■ **Exercise details**: Make an exact copy of every entry.

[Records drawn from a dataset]
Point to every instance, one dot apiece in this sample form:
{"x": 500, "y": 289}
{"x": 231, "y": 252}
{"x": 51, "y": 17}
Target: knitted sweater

■ **Result of the task**:
Point to every instance, one dot apiece in this sample form:
{"x": 500, "y": 289}
{"x": 231, "y": 252}
{"x": 51, "y": 17}
Target: knitted sweater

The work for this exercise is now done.